TASK PROMPT:
Copy out the article below about the Federal Reserve's decision to raise interest rates, word for word from its first line to its last.

READING TEXT:
Janet L. Yellen, chair of the U.S. Federal Reserve, speaks during a news conference following a Federal Open Market Committee (FOMC) meeting in Washington June 14. (Andrew Harrer/Bloomberg News)

The Fed’s decision to continue hiking interest rates from the ultralow levels they were at during and after the financial crisis might seem like a no-brainer. Interest rates are low by historical standards. And except for a few recent hiccups, the U.S. economy appears to be humming along, with stronger global growth laying a smooth path for its future.

Yet the Fed’s decision to raise its benchmark interest rate by a quarter point on Wednesday was, for the first time in a long time, met with some dissent. After years of being criticized by those on the right for keeping interest rates too low, Fed chair Janet L. Yellen is finally seeing criticism, much of it from the more dovish left, for pushing rates too high.

The Fed is charged with balancing two basic responsibilities. On one hand, it needs to ensure interest rates are low enough that the labor market is strong and almost all Americans who want a job can find one. On the other, it needs to make sure that rates are high enough to restrain rapid increases in prices, which can have a devastating effect on savers, creditors and the economy.

The current economy, however, presents something of a puzzle. The jobs market looks solid. The unemployment rate fell to a 16-year low in May — a suggestion that the Fed has fulfilled the first part of its goal, jobs, and should shift its focus to the second, restraining inflation. Yet measures of price growth remain stubbornly below the level that the Fed targets.

Some economists argue that inflation is just lagging, and will rear its head soon. They believe that the Fed should act now — because if it doesn't, it might have to raise interest rates more quickly later to offset inflation, and that could be far more damaging to the economy. They also point out that hiking rates now gives the Fed more space to cut rates later to stimulate the economy in case of a downturn.

Yet others believe the time just hasn’t come to raise interest rates.

DATASET CONTENT:
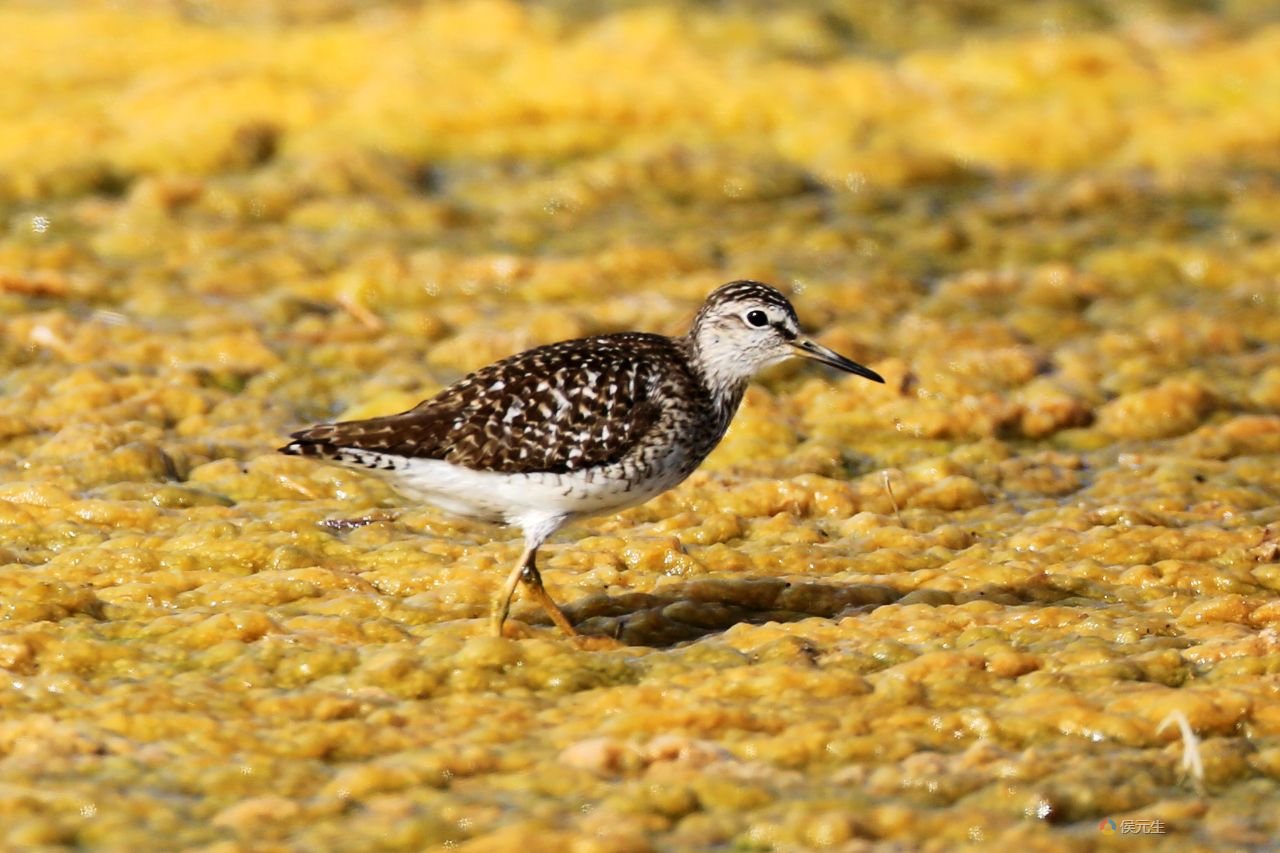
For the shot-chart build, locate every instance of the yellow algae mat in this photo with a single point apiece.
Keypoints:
(974, 606)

IN RESPONSE:
Janet L. Yellen, chair of the U.S. Federal Reserve, speaks during a news conference following a Federal Open Market Committee (FOMC) meeting in Washington June 14. (Andrew Harrer/Bloomberg News)

The Fed’s decision to continue hiking interest rates from the ultralow levels they were at during and after the financial crisis might seem like a no-brainer. Interest rates are low by historical standards. And except for a few recent hiccups, the U.S. economy appears to be humming along, with stronger global growth laying a smooth path for its future.

Yet the Fed’s decision to raise its benchmark interest rate by a quarter point on Wednesday was, for the first time in a long time, met with some dissent. After years of being criticized by those on the right for keeping interest rates too low, Fed chair Janet L. Yellen is finally seeing criticism, much of it from the more dovish left, for pushing rates too high.

The Fed is charged with balancing two basic responsibilities. On one hand, it needs to ensure interest rates are low enough that the labor market is strong and almost all Americans who want a job can find one. On the other, it needs to make sure that rates are high enough to restrain rapid increases in prices, which can have a devastating effect on savers, creditors and the economy.

The current economy, however, presents something of a puzzle. The jobs market looks solid. The unemployment rate fell to a 16-year low in May — a suggestion that the Fed has fulfilled the first part of its goal, jobs, and should shift its focus to the second, restraining inflation. Yet measures of price growth remain stubbornly below the level that the Fed targets.

Some economists argue that inflation is just lagging, and will rear its head soon. They believe that the Fed should act now — because if it doesn't, it might have to raise interest rates more quickly later to offset inflation, and that could be far more damaging to the economy. They also point out that hiking rates now gives the Fed more space to cut rates later to stimulate the economy in case of a downturn.

Yet others believe the time just hasn’t come to raise interest rates.